*Data for this exercise*:
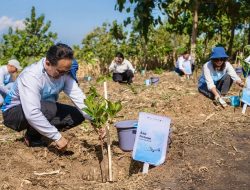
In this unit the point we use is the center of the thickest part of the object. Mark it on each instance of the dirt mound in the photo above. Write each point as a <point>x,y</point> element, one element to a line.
<point>209,150</point>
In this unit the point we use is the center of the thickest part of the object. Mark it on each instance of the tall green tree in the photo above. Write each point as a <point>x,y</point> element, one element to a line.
<point>30,43</point>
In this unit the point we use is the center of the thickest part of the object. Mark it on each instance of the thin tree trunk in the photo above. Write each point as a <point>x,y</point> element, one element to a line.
<point>231,41</point>
<point>248,35</point>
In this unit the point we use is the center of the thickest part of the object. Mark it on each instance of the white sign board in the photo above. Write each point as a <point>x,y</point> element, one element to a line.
<point>151,139</point>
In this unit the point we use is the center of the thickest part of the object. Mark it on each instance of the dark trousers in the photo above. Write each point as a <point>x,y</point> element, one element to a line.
<point>123,77</point>
<point>60,115</point>
<point>222,86</point>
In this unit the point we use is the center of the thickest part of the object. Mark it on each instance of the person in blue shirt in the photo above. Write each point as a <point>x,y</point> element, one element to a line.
<point>217,76</point>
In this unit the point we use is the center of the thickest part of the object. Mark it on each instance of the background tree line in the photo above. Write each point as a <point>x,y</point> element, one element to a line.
<point>159,31</point>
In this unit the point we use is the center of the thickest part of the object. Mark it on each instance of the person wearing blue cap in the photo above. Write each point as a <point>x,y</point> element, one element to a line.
<point>122,69</point>
<point>217,76</point>
<point>73,70</point>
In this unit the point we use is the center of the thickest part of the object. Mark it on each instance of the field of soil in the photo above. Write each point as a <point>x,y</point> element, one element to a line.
<point>210,147</point>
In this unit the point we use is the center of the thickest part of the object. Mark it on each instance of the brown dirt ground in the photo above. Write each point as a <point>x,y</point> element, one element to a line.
<point>210,148</point>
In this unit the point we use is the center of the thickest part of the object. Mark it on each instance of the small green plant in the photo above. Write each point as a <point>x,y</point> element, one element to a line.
<point>102,111</point>
<point>99,109</point>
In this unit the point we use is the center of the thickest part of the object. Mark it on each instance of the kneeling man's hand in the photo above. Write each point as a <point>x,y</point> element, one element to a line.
<point>62,143</point>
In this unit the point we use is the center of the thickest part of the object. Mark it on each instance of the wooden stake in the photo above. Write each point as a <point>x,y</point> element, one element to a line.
<point>108,139</point>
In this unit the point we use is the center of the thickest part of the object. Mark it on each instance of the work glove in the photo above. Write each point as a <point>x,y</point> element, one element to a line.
<point>221,101</point>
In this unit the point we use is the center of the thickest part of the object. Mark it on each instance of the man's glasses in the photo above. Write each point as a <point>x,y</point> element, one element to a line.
<point>60,72</point>
<point>219,59</point>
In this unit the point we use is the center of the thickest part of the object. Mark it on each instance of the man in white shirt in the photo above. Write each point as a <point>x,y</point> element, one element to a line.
<point>32,102</point>
<point>122,69</point>
<point>217,76</point>
<point>6,77</point>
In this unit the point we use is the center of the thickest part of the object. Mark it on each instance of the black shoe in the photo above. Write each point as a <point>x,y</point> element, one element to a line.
<point>33,142</point>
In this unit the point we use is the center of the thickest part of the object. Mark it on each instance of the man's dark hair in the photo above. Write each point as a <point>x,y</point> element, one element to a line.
<point>119,54</point>
<point>58,52</point>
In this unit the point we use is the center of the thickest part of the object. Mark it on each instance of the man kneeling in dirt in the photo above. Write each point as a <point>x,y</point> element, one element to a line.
<point>122,69</point>
<point>32,102</point>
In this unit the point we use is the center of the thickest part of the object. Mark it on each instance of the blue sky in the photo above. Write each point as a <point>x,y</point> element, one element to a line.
<point>71,19</point>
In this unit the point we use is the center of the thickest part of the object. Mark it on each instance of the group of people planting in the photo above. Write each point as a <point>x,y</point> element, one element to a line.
<point>217,74</point>
<point>30,102</point>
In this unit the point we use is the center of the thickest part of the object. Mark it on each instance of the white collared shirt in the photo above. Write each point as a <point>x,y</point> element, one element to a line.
<point>121,68</point>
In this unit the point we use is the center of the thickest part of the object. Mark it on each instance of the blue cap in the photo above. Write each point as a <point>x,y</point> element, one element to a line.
<point>73,70</point>
<point>218,52</point>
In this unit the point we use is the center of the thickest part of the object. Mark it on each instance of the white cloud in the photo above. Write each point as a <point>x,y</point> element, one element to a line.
<point>6,22</point>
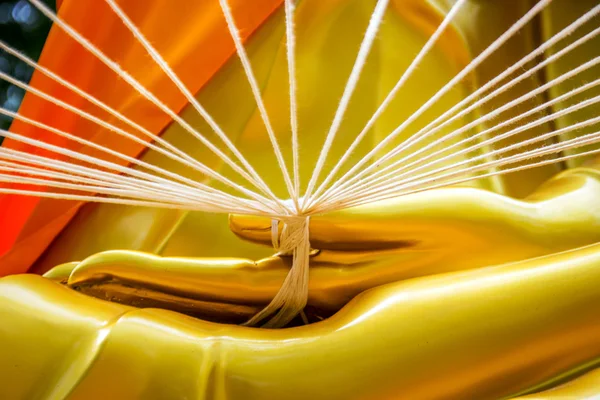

*Task goal*: Copy every one of the lines above word for word, and leave the pictures out.

*Full output*:
In this unit the point we use is the center of the thickest part of the object. Mark it on each instance of the dirt mound in the photo above. Write each point as a <point>x,y</point> element, one element to a line.
<point>209,150</point>
In this unit the point we use is the center of the thickest part of the object. Mark it on each instance of the tall green tree in the photo above. Write each point as a <point>x,y</point> element, one element to a line.
<point>30,43</point>
In this unit the point we use is the center of the thickest part of the object. Mark it on each instance of the thin tree trunk in the photo above. Write each point as a <point>x,y</point> element, one element to a line.
<point>231,41</point>
<point>248,35</point>
In this unit the point we use is the center of the thickest part of the object. Mark it on each instance of the white sign board in the photo above. Write each point as a <point>x,y</point> element, one element to a line.
<point>151,139</point>
In this unit the point we use is the center of the thickest part of the object. Mark it on each instance of the dark trousers in the photo above. Write each point as a <point>x,y</point> element, one element to a line.
<point>123,77</point>
<point>60,115</point>
<point>222,86</point>
In this unit the point we use is the center of the thickest part of the object. Mark it on each instance of the person in blue shirt in the photo above. Write each point as a <point>x,y</point> element, one element to a line.
<point>217,76</point>
In this unit the point we use is the center of the thickest part of the object. Mark it on each instance of the background tree line in the photo above. Write each point as a <point>x,y</point> element, one element to a line.
<point>159,31</point>
In this unit the point we use is the center of the thickest part of the object. Mark it on each instance of the person wearing blue cap in the photo above. Write each point as a <point>x,y</point> element, one element to a line.
<point>122,69</point>
<point>217,76</point>
<point>73,70</point>
In this unit the point we use is the center of the thickest part of the object. Mark it on each instance of the field of soil in the photo above. Write each point as a <point>x,y</point> element, one element to a line.
<point>210,147</point>
In this unit the point we use is the center of the thickest part of the object. Mark it on each instance of the brown dirt ground in the photo above. Write each point as a <point>x,y</point> element, one element to a line.
<point>210,148</point>
In this unit the point we use is the center of the thickest part of the object. Mark it on each instance of the small green plant in the photo above. Write each point as a <point>x,y</point> element, one element to a line.
<point>102,111</point>
<point>99,109</point>
In this unit the point we use is the center of the thickest part of the object. Mark it on each instance of the kneeling man's hand in the photo above. Write each point as a <point>x,y</point> element, one element to a line.
<point>62,143</point>
In this unit the point we use is the center of the thickest part of the object. Mark it on each instance of the wooden stake in the photo above. Write each point as a <point>x,y</point> element, one element to a line.
<point>108,139</point>
In this unit the point we use is the center of the thickest part of the object. Mark it on each instance of the work glove in the photo above. Write each point as a <point>x,y</point> element, one element to a line.
<point>221,101</point>
In this unit the point we use is the center of the thickest part of the object. Mark it on each instance of the man's glasses in the photo above. Write each point as a <point>x,y</point> element, one element to a line.
<point>60,72</point>
<point>219,59</point>
In this unit the point we use is the center of the thickest part of the object. Mark it on each instance of the man in white shirt in the photo above. Write each point as a <point>x,y</point> element, one element to a line.
<point>32,102</point>
<point>122,69</point>
<point>217,76</point>
<point>6,77</point>
In this unit the point we use is the center of the thickest part of the object. Mark it on each instance of the black shoe in the photo above. Write each point as a <point>x,y</point> element, one element to a line.
<point>33,142</point>
In this unit the point we use is the center of the thickest part of the object. Mark it on each instance of the man's dark hair in the photo above. Write each point as a <point>x,y</point> element, one element to a line.
<point>119,54</point>
<point>58,52</point>
In this unit the point we use is the center of the thickest part of the object. Mark it on each instance of the man kneeling in dirt in the photo above. Write each point as a <point>x,y</point> element, one element to a line.
<point>122,69</point>
<point>32,102</point>
In this unit the point we use is the center of the thickest part of the object. Mark it on each instance of the blue sky in the photo above. Write each point as a <point>x,y</point> element, one element to a line.
<point>71,19</point>
In this unit the point we use is the center of the thickest part of the object. Mark it on each instance of the group of people planting in the photo above. Write each point as a <point>x,y</point> element, one element to a line.
<point>217,74</point>
<point>30,102</point>
In this unit the point we use is the center of the thickest part of the object. Mark it on each instance of the white collared shirt in the photo above. Write each point as a <point>x,y</point> element, one element to a line.
<point>121,68</point>
In this unit the point we use is the center of the thickest part of the object. Mark it on each instance of the blue cap in the photo above. Write each point as a <point>x,y</point> element, one element to a line.
<point>73,70</point>
<point>218,52</point>
In this unit the point we use is the center of the thickest part of the object. Mark it on each instance of the white cloud in the photo above. Write each point as a <point>x,y</point> element, one element to a line.
<point>6,22</point>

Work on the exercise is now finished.